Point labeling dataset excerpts
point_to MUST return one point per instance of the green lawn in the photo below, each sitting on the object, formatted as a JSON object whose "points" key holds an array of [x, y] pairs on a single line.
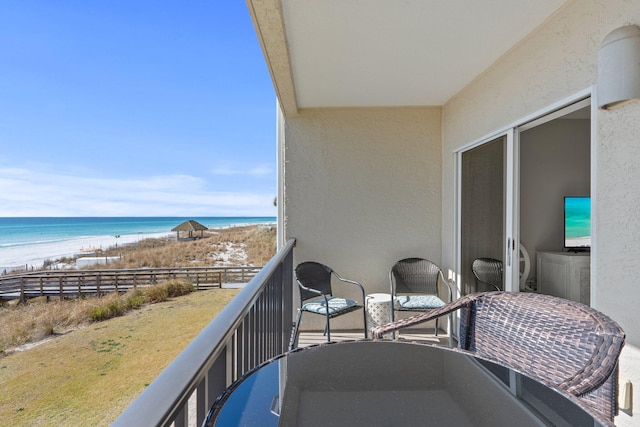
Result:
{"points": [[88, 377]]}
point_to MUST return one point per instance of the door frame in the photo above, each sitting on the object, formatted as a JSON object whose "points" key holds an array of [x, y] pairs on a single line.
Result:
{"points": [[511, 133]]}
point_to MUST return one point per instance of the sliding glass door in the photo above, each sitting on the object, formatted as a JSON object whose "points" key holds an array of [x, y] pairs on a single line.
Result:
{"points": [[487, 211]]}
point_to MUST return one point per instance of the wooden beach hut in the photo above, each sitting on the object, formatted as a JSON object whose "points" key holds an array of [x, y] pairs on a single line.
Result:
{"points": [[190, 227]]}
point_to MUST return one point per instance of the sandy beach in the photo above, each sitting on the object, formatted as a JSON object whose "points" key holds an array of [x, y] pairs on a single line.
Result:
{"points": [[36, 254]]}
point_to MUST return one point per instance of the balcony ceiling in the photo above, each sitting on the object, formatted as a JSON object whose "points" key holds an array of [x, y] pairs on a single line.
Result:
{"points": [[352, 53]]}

* Brief *
Please swap "balcony ceiling" for "patio roof" in the lines running from the one that contains "point_to MUST return one point per instance of the balcony" through the last line, inclusive. Return only those lines, with everything else left unchanged.

* Result of this task *
point_to MUST return one point per instance of the patio roof in the photo above, each sitting on the object, formatted as a JSON object whose "points" key holds an array of [x, y] pairs on a single line.
Result:
{"points": [[352, 53]]}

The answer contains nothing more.